* [EXERCISE OBJECTIVE]:
Please repeat word for word the passage of the forum post below, from "I think I’m" up to and including "those of Peanut.".

* [READING PASSAGE]:
========

Last night I woke up because the dog was shaking loudly in the living room. I came out calmly just to ask my husband to put the dog away or make the dog stop shaking, but when I walked out he was sitting on the couch with a blanket over his head and looked shocked that I came out. When I tried to pull the blanket down, he held it tightly so I couldn’t move it. Later he admitted that he was watching porn and masturbating.
The porn itself is honestly not the main issue to me. The bigger issue is everything surrounding our sex life and pregnancy concerns. We have not had sex since around April 26. Before that, I had already been struggling because I do not want to get pregnant again right now, especially after the traumatic birth experience I had with our child, which ended in me suing the hospital for negligence.
I’ve repeatedly told him that I need protection if we’re going to have sex. I asked him to use condoms, but he says condoms are “weird” because we’re married. He also says he can pull out, but he admits himself that he’s usually not on time. This has caused a lot of anxiety for me because I feel like my concerns about pregnancy are not being taken seriously.
What’s bothering me emotionally is that he frames my hesitation around sex as me “not sleeping with him like I’m supposed to,” while at the same time refusing to consistently do the things that would make me feel safe enough to be intimate. It’s making me feel like my body and the consequences of pregnancy are becoming my responsibility alone, while my boundaries and fears are minimized.
I think I’m starting to realize that this situation may be affecting my trust, emotional safety, and connection in the marriage more deeply than I originally thought. Btw this is the second time in like 3 years! Him declining of vasectomy and using protection has literally been an issue.
The views expressed in community are solely the opinions of participants, and do not reflect those of Peanut.
Learn more about our guidelines.
Personally I view that as manipulation. Condoms don’t become null because you’re married. He doesn’t just suddenly have a right to your orifices whenever& however he wants them because you married him. Like, does he hear himself? You’ve given him the options and explanation of what he needs to do to have again have a healthy sex life with you. And he says no, I wanna get my dick wet how I want and I don’t care about your feelings, body, and am not willing to compromise.
Theres also not suddenly some parameter of amount and way you’re “supposed” to have sex yet again, if you marry him. He has a very selfish mentality toward sex obviously.

========

* [INFORMATION SUPPLIED]:

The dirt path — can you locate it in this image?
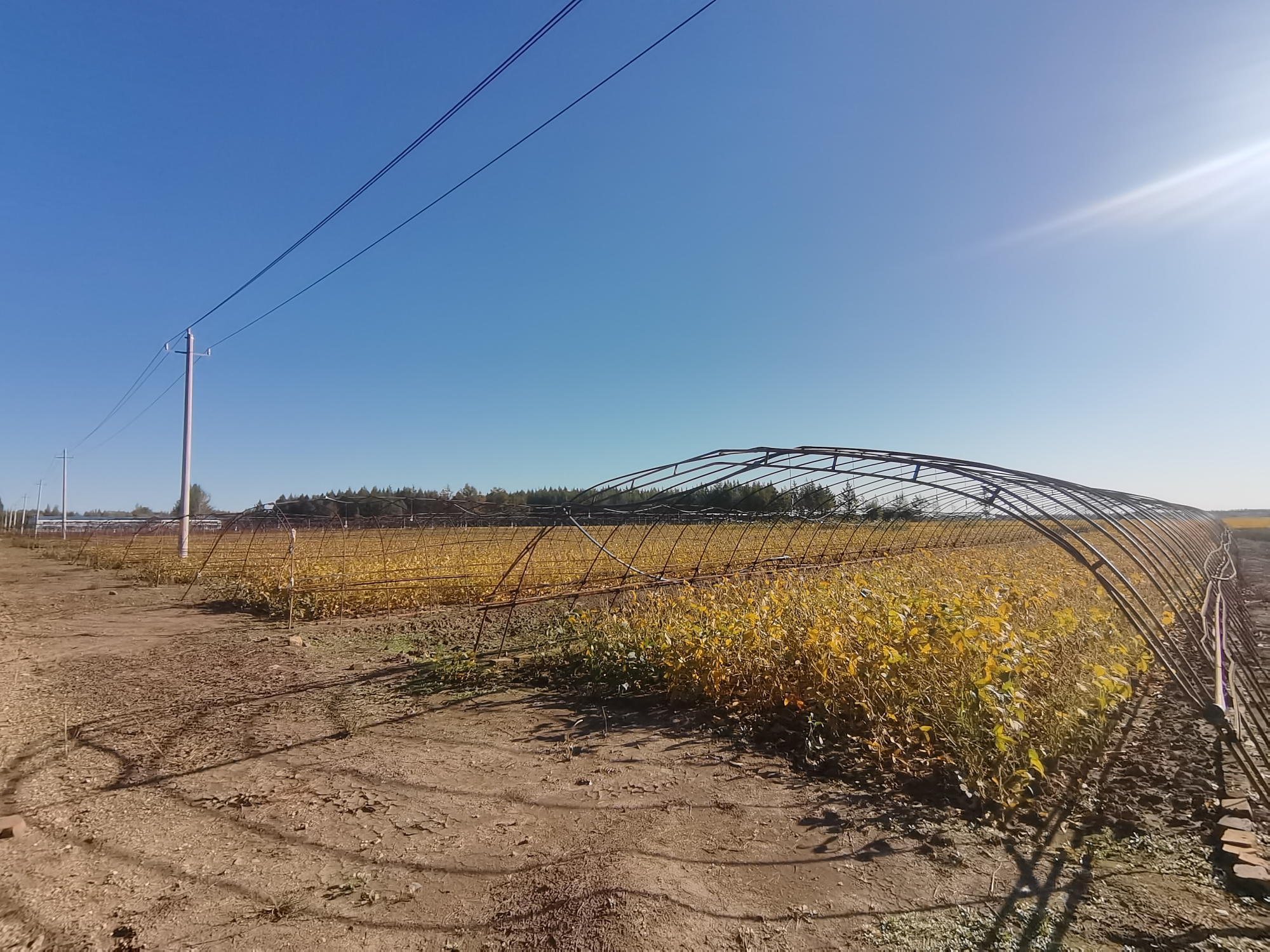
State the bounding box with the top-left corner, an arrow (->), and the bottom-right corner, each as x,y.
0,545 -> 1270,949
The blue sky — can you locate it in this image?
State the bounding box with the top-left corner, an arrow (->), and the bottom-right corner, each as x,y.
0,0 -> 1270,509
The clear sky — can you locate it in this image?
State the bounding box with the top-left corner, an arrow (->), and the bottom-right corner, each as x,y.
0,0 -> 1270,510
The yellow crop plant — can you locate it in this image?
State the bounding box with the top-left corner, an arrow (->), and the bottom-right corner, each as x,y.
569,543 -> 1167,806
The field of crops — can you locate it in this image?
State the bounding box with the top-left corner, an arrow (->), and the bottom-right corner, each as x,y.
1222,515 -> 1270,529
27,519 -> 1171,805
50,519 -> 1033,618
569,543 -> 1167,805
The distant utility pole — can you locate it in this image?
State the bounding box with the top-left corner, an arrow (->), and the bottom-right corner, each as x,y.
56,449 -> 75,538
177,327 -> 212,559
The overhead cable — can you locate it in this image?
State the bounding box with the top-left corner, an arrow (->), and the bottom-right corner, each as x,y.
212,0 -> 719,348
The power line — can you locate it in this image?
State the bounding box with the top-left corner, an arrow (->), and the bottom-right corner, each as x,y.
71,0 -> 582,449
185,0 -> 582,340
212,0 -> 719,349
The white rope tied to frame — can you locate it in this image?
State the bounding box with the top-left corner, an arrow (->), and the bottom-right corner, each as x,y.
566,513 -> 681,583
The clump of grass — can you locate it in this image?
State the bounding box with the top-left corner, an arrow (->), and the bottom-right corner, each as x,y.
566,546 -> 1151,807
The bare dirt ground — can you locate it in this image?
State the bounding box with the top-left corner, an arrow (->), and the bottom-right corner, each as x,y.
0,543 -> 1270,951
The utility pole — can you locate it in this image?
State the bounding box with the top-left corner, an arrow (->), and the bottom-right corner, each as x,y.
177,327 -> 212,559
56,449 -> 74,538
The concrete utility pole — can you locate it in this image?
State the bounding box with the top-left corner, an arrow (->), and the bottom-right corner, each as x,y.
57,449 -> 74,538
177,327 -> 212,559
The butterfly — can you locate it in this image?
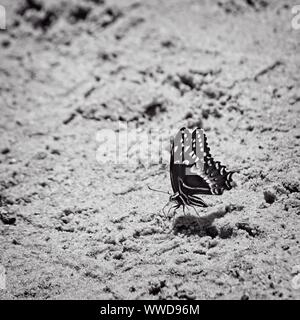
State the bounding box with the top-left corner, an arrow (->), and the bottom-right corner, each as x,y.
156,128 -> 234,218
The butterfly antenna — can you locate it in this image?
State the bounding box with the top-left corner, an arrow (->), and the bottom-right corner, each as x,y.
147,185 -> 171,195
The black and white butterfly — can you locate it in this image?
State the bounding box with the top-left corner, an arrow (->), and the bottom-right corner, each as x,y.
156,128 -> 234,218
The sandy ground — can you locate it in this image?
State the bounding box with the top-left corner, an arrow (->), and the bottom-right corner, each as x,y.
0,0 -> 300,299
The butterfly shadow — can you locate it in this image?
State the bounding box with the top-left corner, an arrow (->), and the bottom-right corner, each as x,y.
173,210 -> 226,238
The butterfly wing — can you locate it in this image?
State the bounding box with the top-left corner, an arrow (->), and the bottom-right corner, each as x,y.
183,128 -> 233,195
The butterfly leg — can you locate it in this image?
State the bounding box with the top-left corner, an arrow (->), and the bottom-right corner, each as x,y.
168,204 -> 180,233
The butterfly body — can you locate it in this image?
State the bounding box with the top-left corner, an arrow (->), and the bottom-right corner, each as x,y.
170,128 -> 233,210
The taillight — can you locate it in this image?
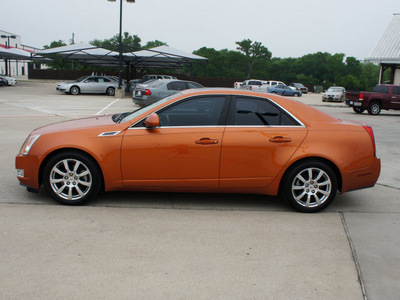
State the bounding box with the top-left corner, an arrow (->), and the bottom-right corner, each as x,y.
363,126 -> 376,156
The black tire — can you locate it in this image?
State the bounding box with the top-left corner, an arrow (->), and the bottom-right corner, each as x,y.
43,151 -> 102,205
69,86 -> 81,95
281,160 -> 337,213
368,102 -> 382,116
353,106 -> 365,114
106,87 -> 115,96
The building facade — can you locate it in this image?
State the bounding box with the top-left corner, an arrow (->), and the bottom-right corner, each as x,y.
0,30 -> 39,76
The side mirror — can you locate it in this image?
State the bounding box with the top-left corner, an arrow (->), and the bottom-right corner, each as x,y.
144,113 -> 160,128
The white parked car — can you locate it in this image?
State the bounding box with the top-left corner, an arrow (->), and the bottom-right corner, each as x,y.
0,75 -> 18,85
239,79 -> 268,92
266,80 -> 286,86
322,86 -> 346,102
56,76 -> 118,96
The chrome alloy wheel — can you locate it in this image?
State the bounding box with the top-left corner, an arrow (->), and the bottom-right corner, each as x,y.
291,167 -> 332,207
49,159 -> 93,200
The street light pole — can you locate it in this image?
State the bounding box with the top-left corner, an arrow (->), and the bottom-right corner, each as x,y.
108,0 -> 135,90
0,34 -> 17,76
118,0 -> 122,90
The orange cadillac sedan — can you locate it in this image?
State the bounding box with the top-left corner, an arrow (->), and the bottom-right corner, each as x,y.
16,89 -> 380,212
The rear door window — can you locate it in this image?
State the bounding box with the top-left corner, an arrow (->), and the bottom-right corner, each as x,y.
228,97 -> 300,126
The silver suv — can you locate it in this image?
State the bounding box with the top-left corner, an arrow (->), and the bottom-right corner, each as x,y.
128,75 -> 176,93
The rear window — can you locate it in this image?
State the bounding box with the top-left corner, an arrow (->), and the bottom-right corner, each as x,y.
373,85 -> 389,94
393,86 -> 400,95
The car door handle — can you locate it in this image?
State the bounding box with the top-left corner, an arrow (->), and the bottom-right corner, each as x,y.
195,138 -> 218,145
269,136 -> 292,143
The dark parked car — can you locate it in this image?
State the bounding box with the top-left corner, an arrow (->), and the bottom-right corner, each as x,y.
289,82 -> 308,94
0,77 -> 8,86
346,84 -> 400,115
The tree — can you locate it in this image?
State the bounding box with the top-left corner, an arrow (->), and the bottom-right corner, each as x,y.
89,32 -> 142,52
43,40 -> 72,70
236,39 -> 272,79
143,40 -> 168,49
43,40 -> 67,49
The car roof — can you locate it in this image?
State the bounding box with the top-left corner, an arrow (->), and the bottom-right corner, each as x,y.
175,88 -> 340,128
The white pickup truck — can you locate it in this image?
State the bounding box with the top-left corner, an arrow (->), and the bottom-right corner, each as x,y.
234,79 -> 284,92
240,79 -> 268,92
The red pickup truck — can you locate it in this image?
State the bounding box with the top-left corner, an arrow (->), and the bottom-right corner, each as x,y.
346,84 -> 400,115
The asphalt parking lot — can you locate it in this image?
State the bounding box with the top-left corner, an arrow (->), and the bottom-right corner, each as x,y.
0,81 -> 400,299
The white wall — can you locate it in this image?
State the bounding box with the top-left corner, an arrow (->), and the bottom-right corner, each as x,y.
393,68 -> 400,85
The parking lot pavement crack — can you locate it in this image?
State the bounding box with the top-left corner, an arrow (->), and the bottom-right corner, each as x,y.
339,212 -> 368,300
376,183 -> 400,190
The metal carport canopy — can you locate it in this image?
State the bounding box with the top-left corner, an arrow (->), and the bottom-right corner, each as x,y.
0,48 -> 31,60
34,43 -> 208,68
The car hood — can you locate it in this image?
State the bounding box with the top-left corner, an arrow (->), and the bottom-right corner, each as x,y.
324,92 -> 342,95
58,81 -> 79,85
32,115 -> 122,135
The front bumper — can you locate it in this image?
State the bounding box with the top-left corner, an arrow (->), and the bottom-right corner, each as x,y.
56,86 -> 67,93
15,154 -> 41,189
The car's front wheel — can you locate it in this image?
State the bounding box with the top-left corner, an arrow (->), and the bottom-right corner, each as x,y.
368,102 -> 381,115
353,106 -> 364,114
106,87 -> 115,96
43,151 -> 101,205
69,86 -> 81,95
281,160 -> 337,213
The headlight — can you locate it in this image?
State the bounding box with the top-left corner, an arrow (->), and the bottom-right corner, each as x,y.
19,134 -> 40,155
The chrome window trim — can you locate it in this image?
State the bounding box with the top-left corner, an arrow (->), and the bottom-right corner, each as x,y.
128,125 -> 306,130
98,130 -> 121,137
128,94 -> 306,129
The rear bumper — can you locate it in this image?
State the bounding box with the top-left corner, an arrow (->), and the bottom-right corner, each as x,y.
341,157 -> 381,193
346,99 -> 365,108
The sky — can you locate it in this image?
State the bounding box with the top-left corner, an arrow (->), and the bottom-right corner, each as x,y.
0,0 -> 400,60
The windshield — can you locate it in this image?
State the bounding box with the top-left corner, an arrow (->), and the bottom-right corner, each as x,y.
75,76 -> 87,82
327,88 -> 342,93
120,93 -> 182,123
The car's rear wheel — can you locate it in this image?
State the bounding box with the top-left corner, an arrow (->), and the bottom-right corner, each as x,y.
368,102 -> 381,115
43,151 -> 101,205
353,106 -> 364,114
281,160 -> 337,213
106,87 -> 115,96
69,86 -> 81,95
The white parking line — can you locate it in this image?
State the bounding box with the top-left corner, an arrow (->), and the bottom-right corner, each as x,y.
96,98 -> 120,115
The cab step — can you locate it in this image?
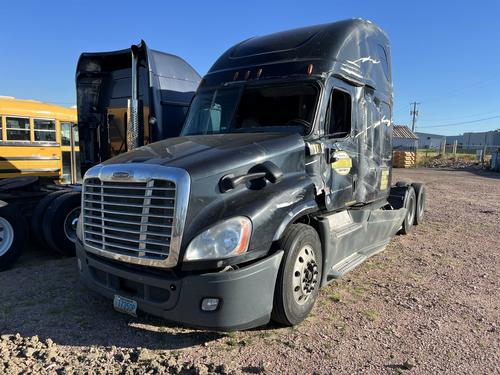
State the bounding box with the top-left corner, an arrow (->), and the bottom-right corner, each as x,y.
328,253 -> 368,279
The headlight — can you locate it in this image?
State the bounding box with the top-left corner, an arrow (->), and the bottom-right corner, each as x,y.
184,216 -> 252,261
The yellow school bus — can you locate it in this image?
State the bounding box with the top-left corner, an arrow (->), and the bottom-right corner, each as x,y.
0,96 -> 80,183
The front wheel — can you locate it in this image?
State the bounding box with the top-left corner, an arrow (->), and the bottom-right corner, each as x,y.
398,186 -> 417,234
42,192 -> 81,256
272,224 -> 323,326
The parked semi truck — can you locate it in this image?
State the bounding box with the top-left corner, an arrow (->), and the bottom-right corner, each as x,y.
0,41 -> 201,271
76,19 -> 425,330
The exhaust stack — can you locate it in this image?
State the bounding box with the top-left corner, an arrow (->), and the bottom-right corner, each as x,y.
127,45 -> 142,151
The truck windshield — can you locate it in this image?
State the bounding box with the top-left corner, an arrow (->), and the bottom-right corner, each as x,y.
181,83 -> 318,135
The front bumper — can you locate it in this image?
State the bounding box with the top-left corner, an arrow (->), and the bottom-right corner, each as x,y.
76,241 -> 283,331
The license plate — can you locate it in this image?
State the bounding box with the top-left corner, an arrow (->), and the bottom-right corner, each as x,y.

========

* [RESPONSE TO THIS TASK]:
I think I’m starting to realize that this situation may be affecting my trust, emotional safety, and connection in the marriage more deeply than I originally thought. Btw this is the second time in like 3 years! Him declining of vasectomy and using protection has literally been an issue.
The views expressed in community are solely the opinions of participants, and do not reflect those of Peanut.